[START Text segment]

I've lost count of how many times I've killed centranthus, commonly known as Jupiter's Beard or red valerian. A lover of hot, fast draining spots, it grows wild in the rocky soil of California. Visits home would fuel my desire to stuff my garden with its glaucas leaves and coral pink flowers, despite my abundance of clumpy clay soil. Driven by the conviction that I could manipulate my garden to grow what I wanted as opposed to what it wanted, I amended the soil, plopped in the plants, and waited. They died, a slow taunting death that reminded me I was not in control.



But a trip to England this summer and a picture of a massive patch of Jupiter's Beard growing in a friends Virginia garden rekindled my desire to try again. Outside of London, I whizzed past chunks of centranthus growing in rocky outcrops along the side of road embankments as I sat folded into the back of a friends 2 1/2 person Peugeot. While I should have been admiring the English countryside, all I could think of was the audacity of those damn plants to grow in a rock pile but die in my wonderfully amended soil. If they wanted a rock pile, I'd give them a rock pile.


The large flower heads are made up of lots of tiny tubular flowers, making Jupiter's Beard attractive to pollinators.

[END Text segment]

## Problem requirements
In the passage about Jupiter's Beard, what makes the plant attractive to pollinators?

[START Collected data]

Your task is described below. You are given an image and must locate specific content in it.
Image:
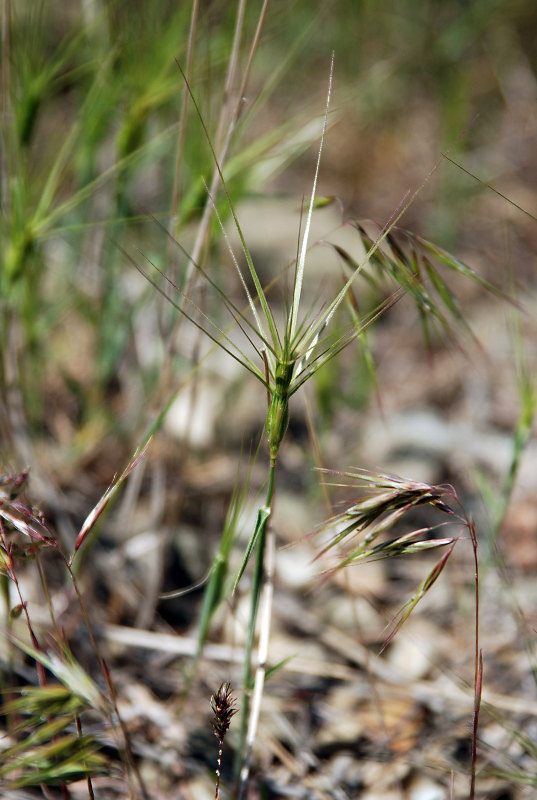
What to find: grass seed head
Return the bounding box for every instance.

[END Collected data]

## Response for this exercise
Its large flower heads are made up of lots of tiny tubular flowers.